What is needed: Can you copy out verbatim every line of the data from its very first line through the line holding "330L315 549L261 552L264", with both of those lines included?

*** Records provided ***

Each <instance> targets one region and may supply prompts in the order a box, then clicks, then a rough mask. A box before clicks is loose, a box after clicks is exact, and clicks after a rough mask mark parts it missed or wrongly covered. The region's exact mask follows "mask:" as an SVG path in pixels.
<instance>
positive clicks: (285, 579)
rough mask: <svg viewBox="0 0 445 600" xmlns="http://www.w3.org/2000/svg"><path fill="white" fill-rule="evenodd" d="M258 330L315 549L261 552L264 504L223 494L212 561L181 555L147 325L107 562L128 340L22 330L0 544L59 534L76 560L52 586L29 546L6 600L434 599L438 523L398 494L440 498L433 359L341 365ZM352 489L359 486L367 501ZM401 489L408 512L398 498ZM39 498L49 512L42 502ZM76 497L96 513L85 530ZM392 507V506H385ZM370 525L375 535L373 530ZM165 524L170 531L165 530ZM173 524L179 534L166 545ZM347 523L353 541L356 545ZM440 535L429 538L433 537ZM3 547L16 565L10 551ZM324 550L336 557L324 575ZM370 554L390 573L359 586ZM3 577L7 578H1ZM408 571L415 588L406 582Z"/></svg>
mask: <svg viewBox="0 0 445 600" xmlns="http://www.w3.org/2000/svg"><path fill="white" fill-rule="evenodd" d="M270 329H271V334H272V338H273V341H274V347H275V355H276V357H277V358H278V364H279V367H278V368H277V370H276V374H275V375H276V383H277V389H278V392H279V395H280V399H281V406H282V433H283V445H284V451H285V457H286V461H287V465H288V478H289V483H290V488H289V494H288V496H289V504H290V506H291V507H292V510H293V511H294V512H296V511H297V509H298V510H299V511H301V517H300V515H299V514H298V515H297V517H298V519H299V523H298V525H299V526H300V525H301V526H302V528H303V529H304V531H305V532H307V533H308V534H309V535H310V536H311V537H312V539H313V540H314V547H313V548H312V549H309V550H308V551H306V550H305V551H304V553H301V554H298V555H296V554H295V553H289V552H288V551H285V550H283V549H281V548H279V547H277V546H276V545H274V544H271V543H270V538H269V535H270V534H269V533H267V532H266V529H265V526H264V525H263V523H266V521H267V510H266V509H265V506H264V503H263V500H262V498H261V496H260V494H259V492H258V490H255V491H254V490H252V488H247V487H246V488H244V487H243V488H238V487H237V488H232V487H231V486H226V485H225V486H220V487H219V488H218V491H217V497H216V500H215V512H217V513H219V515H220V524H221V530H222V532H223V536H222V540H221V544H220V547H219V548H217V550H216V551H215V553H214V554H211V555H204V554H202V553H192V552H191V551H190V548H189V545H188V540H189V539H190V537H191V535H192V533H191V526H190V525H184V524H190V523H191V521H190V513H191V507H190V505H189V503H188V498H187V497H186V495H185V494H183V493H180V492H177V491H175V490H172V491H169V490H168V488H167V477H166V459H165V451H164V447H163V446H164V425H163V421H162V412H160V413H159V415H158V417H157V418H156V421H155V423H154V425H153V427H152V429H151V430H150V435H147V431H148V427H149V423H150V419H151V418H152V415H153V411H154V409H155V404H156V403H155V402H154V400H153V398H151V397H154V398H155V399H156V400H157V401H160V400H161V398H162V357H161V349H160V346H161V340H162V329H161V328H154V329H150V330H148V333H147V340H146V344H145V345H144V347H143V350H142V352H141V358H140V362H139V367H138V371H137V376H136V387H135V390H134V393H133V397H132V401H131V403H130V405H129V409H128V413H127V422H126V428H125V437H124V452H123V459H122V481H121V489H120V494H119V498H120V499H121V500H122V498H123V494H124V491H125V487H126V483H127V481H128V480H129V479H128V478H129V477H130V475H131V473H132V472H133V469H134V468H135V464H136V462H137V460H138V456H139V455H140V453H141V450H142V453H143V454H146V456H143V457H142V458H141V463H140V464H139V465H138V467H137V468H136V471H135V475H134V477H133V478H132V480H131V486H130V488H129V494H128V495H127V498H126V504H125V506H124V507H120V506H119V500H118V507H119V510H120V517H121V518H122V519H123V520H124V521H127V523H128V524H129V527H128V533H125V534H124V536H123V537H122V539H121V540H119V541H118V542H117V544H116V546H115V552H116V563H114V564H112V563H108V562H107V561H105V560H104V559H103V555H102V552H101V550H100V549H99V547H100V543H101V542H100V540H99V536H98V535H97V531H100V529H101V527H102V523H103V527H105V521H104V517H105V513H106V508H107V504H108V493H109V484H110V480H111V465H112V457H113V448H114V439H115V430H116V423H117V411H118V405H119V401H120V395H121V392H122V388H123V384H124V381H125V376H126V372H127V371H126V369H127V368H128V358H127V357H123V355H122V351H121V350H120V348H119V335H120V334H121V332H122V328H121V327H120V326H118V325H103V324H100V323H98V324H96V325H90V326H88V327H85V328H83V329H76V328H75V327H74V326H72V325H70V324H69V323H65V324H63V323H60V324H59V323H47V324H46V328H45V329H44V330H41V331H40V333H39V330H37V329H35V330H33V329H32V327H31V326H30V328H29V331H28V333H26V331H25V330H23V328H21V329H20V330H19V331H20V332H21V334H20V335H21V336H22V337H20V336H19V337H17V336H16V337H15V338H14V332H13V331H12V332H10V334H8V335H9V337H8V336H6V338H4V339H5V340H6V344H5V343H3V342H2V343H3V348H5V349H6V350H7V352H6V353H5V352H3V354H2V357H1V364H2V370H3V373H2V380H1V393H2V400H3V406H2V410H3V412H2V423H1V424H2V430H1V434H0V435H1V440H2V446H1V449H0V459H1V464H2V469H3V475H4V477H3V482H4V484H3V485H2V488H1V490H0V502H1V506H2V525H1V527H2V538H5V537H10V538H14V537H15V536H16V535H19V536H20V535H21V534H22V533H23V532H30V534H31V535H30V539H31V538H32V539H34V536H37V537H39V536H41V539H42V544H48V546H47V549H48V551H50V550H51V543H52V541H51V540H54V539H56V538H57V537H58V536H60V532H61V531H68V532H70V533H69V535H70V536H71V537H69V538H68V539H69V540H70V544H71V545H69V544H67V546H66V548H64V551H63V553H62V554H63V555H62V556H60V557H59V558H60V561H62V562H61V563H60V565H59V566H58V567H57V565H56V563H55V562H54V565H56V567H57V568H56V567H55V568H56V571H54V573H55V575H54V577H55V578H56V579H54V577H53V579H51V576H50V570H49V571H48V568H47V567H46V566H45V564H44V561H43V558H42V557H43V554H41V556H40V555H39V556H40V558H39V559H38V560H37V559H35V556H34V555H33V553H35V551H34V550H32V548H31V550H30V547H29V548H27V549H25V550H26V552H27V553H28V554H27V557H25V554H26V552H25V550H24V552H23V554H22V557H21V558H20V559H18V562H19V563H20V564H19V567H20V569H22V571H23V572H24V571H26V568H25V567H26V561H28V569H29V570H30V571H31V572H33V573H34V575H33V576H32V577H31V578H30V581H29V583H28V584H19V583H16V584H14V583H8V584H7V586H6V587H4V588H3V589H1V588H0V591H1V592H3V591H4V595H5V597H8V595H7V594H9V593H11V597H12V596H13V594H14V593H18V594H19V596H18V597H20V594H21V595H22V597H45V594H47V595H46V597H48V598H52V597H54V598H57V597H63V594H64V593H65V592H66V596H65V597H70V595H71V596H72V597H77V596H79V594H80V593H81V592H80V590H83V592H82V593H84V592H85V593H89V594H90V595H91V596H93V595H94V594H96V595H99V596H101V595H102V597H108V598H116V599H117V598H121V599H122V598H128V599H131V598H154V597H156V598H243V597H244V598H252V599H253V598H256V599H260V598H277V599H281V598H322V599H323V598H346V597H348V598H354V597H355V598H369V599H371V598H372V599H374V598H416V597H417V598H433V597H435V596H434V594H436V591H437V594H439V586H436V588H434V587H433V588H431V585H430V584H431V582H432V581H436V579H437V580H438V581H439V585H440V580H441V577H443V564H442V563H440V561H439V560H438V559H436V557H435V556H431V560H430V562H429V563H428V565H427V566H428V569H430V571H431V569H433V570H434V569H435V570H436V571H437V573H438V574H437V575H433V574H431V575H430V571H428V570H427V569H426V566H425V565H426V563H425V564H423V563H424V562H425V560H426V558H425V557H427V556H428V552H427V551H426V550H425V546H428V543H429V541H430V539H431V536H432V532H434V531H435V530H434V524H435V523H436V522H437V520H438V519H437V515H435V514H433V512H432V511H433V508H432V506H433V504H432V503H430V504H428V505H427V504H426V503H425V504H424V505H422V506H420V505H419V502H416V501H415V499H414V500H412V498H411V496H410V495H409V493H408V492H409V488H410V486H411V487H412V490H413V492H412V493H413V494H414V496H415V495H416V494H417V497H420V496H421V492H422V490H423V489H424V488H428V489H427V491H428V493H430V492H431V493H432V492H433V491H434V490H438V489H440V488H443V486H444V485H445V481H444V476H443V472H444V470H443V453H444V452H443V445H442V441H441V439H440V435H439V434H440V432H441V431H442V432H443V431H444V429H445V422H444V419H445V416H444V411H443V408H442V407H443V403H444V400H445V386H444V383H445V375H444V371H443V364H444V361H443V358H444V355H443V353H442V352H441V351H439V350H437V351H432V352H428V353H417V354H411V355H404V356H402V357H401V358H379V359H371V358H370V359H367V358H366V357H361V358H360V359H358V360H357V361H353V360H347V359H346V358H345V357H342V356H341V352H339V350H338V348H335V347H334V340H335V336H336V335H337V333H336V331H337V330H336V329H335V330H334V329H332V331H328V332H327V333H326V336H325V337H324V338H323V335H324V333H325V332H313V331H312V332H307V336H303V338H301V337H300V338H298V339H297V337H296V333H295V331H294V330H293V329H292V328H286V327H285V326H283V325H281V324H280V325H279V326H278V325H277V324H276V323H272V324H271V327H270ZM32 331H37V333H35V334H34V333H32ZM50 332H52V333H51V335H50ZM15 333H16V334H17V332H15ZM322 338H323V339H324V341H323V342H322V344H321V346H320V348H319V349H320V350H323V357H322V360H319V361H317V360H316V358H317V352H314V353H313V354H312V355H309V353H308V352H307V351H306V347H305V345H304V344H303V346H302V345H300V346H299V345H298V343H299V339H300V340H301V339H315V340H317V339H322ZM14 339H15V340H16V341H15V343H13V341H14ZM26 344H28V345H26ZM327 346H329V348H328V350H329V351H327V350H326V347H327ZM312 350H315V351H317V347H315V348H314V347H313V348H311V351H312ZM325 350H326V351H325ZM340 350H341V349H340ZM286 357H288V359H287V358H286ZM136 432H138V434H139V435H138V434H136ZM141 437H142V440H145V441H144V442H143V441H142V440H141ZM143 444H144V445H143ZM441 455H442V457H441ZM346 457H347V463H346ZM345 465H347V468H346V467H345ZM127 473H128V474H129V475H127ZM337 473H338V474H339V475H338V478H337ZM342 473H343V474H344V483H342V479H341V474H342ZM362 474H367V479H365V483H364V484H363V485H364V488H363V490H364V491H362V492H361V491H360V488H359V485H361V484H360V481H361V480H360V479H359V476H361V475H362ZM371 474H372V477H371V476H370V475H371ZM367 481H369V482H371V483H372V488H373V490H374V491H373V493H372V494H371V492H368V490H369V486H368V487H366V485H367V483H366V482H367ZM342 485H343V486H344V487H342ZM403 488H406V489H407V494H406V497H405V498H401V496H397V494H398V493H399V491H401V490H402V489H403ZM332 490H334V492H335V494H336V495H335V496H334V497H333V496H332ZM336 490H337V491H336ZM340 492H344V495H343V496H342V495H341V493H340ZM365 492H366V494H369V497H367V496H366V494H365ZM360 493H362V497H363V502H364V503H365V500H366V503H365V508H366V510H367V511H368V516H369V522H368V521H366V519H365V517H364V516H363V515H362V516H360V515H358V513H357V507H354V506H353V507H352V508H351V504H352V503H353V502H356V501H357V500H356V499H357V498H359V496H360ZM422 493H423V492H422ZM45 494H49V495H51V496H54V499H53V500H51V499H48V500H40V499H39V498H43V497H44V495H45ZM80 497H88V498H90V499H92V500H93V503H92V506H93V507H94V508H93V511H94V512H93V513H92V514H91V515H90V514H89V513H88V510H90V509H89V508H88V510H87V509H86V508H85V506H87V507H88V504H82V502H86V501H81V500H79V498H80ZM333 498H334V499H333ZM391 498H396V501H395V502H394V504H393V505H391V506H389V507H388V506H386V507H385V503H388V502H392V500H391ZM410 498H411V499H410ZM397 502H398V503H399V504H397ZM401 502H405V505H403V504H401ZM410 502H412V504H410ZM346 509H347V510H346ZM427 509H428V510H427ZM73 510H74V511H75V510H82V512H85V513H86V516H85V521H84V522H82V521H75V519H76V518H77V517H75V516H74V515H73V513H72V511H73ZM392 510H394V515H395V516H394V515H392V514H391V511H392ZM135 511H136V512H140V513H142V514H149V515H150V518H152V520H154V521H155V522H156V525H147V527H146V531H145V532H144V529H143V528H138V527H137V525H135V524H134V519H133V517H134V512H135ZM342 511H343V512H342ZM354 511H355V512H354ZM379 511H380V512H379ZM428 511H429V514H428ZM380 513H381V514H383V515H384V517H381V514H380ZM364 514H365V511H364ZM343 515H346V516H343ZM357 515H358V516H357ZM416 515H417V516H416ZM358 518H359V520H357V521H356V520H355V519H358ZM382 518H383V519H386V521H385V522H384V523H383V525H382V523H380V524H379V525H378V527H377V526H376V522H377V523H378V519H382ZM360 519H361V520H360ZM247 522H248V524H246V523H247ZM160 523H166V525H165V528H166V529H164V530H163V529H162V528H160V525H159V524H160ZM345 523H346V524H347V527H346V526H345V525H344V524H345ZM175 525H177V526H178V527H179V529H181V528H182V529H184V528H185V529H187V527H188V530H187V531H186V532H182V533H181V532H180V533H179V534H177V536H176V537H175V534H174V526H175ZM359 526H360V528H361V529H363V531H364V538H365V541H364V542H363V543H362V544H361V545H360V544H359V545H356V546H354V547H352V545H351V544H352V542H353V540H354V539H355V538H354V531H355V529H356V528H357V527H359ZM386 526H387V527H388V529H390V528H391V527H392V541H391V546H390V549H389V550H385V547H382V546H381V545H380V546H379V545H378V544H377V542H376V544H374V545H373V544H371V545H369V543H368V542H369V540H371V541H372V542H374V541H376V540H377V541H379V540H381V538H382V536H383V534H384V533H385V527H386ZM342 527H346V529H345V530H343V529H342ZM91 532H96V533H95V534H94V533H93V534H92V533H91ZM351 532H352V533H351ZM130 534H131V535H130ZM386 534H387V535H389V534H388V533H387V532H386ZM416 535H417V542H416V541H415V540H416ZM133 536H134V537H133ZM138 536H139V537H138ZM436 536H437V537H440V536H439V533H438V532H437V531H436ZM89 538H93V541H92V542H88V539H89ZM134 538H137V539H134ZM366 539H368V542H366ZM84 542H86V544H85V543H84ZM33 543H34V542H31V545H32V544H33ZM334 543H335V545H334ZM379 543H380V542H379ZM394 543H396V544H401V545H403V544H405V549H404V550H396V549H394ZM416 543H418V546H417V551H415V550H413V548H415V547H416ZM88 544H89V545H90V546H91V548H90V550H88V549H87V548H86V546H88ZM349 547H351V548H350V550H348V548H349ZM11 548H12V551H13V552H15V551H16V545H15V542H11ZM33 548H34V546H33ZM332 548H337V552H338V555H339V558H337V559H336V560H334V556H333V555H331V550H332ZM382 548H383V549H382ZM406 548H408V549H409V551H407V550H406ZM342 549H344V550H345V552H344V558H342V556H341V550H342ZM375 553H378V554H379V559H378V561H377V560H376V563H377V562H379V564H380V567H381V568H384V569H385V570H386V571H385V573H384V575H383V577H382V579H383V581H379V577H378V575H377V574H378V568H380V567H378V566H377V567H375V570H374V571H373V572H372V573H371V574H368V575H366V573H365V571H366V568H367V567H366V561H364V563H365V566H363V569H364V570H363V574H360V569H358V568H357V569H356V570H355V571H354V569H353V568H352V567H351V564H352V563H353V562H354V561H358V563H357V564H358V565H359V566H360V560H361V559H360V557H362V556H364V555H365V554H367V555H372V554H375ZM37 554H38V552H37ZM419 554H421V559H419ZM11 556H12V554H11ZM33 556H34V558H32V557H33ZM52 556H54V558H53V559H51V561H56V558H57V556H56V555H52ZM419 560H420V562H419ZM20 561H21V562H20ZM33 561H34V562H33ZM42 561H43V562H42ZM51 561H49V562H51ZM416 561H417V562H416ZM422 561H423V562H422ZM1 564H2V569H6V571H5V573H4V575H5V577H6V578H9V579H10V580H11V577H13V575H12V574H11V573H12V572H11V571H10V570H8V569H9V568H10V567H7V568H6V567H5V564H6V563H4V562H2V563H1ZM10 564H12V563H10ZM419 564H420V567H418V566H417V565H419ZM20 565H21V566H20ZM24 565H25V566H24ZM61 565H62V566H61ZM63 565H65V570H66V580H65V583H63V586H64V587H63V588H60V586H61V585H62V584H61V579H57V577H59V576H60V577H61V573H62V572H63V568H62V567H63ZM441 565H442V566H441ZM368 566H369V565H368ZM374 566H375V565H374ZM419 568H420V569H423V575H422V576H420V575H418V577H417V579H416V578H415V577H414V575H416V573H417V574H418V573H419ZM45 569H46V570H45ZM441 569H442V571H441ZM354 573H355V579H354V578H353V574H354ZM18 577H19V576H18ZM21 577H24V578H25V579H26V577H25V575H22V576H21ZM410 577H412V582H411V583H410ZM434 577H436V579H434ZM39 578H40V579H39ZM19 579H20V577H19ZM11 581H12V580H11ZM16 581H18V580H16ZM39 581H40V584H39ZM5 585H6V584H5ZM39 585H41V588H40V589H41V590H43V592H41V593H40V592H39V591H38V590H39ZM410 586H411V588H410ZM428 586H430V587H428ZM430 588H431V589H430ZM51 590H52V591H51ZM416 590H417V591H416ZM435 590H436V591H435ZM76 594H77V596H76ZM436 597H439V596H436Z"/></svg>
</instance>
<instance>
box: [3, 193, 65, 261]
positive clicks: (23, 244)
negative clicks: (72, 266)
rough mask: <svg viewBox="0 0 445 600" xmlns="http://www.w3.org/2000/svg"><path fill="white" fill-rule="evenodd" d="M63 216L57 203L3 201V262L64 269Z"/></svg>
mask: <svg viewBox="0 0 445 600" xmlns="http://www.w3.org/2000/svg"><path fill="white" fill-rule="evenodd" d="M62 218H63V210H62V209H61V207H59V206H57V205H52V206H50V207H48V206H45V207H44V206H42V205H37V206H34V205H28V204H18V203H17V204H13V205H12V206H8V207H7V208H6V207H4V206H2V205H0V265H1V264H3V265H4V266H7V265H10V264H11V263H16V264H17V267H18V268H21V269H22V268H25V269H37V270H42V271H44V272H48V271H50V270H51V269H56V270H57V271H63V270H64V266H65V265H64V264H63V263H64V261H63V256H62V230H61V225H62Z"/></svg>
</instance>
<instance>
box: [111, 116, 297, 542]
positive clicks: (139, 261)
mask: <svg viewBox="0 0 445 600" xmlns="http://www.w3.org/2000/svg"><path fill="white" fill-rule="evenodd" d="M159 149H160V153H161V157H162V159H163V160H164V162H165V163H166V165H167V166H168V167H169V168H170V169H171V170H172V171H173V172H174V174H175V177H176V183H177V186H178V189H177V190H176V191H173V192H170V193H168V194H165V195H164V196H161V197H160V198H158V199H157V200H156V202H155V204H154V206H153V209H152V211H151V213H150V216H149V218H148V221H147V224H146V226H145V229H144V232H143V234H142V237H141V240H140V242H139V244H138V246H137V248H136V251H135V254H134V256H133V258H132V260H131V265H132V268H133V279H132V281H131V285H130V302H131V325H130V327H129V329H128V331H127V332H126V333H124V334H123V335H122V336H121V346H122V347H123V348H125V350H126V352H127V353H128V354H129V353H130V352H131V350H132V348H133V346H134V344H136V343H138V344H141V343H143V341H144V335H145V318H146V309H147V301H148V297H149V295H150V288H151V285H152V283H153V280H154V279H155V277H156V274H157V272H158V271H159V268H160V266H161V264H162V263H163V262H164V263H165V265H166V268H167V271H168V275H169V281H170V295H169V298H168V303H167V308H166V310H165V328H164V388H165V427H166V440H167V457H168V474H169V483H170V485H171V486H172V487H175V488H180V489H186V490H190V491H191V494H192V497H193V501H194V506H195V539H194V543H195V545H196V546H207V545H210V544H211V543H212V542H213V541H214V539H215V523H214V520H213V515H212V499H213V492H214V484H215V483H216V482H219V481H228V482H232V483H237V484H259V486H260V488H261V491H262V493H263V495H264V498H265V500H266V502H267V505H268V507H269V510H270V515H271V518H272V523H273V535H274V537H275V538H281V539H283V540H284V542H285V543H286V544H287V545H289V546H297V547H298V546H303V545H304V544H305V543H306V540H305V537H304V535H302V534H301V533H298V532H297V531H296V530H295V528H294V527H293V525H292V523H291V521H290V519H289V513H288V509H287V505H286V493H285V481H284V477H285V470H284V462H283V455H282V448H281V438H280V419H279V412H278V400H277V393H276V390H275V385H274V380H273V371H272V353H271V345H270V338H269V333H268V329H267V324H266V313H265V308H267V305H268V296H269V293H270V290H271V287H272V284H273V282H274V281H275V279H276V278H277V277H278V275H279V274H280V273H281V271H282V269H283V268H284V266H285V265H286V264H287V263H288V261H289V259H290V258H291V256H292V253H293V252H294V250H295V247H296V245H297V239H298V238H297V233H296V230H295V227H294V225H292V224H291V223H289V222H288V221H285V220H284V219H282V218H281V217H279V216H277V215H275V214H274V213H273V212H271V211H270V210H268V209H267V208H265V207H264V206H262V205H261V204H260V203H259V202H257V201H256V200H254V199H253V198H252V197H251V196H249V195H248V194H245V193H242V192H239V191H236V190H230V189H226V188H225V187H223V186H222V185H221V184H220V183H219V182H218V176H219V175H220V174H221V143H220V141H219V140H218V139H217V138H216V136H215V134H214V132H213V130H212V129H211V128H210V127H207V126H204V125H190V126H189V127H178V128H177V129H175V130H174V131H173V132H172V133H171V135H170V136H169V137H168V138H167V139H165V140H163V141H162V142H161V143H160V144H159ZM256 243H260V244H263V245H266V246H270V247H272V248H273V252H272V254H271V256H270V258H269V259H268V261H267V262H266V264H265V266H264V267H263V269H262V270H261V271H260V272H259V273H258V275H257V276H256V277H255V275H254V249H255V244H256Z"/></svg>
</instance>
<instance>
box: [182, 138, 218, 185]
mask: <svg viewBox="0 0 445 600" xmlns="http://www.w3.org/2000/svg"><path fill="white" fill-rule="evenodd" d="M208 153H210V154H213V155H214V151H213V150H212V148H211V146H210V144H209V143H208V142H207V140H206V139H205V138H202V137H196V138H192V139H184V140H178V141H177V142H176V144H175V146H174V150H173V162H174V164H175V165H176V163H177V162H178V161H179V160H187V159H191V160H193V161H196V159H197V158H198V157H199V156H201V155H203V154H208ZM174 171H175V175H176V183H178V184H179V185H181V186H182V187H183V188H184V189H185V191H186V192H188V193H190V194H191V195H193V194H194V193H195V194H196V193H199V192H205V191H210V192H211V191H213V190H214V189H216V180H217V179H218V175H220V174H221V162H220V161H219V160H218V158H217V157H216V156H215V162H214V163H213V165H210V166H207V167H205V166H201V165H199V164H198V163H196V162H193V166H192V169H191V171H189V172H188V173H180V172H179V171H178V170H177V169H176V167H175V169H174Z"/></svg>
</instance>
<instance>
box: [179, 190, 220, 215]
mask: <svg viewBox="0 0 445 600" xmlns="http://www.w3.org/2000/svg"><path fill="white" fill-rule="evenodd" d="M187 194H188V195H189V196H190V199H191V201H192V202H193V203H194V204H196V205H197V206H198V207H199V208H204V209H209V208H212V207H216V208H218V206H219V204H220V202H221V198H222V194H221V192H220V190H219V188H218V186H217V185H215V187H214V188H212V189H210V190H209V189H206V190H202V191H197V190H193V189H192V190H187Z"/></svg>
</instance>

*** End of Records provided ***

Answer to this task:
Each <instance> targets one region and may supply prompts in the order a box, then clicks, then a rough mask. A box before clicks is loose, a box after clicks is exact, and clicks after a rough mask mark parts it missed or wrongly covered. The region's exact mask follows "mask:" as an SVG path in pixels.
<instance>
positive clicks: (285, 579)
rough mask: <svg viewBox="0 0 445 600" xmlns="http://www.w3.org/2000/svg"><path fill="white" fill-rule="evenodd" d="M258 330L315 549L261 552L264 504L223 494L212 561L181 555L147 325L107 562L128 340L22 330L0 544L59 534L76 560L52 586L29 546L6 600L434 599L438 523L398 494L440 498L433 359L341 365ZM352 489L359 486L367 501ZM401 489L408 512L398 498ZM39 498L49 512L42 502ZM76 497L96 513L85 530ZM392 507V506H385ZM370 525L375 535L373 530ZM165 524L170 531L165 530ZM173 524L179 534L166 545ZM347 523L353 541L356 545ZM440 535L429 538L433 537ZM3 547L16 565L10 551ZM324 550L336 557L324 575ZM370 554L390 573L359 586ZM3 577L7 578H1ZM408 571L415 588L406 582Z"/></svg>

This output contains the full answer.